Run-time: 1 hour, 53 minutes
Directed by: Christopher Nolan
Starring: Guy Pearce, Carrie-Anne Moss, Joe Pantoliano & Stephen Tobolowsky
The first time I heard about this film was during my freshman year of college at UC Santa Cruz. One of my roommates owned the DVD and had left it lying around our apartment's common room. The unique DVD case caught my attention, and I figured I'd give it a shot. At the time, the only Christopher Nolan fare I had seen was the 2005 film Batman Begins, so I wasn't entirely sure just what I was getting myself into. Two hours later, as I tried to peel myself off the floor, I thought about the experience I had just endured.
I think the easiest and best way to describe Nolan's Memento is to call it innovative and imaginative. He took a difficult medical condition - anterograde amnesia, which prevents those afflicted from creating new memories - and crafted a film around the condition that can only be called a masterpiece. Based on the screenplay alone, there's enough to love about this film. In line with the main character's thought process, the film moves in reverse, starting from the "end" and slowly working its way towards the "beginning." That may sound a little confusing, but those of you who have seen the film know exactly what I'm talking about. Because we have a reversed timeline, watching Memento is a movie-watching experience unlike any you have ever had.
To add to the originality of the screenplay, Nolan offers a number of twists and turns that would shock us were we moving in the proper direction in time. The audience is literally guessing until the very final moments of the film, and the ultimate pay-off brings one of the better film endings that I've ever had the privilege to see. I'd also like to take a moment to compliment some of the scene cuts and editing that Nolan utilizes to hint towards that ultimate pay-off. There's one particular scene where Leonard (Guy Pearce) is explaining the effects of anterograde amnesia on a man named Sammy Jankis (Stephen Tobolowsky) that holds a scene cut that I never noticed before today's viewing, but it offers a major clue towards the film's climax. Also, there's a moment in the climactic scenes where the film transitions from black-and-white to color in such a seamless fashion that I had to rewind the film to see exactly where the change occurred. It was just that smooth. So, kudos Mr. Nolan. Your brilliance knows no bounds.

Actions to take:
1 – In the Memento review, which actor plays Sammy Jankis?
2 – Write the next part of the Memento review, picking up after its final sentence.
The data have no connection to the Memento review.

Data section:
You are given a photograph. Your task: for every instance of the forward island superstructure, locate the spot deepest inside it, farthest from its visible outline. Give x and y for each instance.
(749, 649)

Answers to each task:
1 – Stephen Tobolowsky

2 –
In addition to the fantastic screenplay, we're also getting some great performances from the small but stellar cast. Pearce is a revelation as the film's lead, going as far into the role as is humanly possible. He's completely convincing as a man with short-term memory loss, and it's so easy to fall into his character. In the past, I wasn't sure whether I was too fond of either Pantoliano or Moss's characters, but after watching tonight, I've come around. In comparison to Pearce, there's really not much to say, but they definitely bring much-needed depth to their characters despite the lack of screen-time. We also get fantastic brief appearances from Tobolowsky and Harriet Sansom Harris, so be on the lookout for them.
Still, the actors would be nowhere without the brilliant screenplay that Nolan has brought to this film. The screenplay is what carries the film from start to finish, and I can guarantee you that it doesn't disappoint. If you haven't had the opportunity to watch Memento, I strongly recommend doing so. It's one of the defining films of the early 21st century, and it should be considered a near-masterpiece.
Best All-Time - #57
Best Drama - #22
2000: 7 nominations, 4 wins
Previous DVD Challenge: THE ORPHANAGE (2007)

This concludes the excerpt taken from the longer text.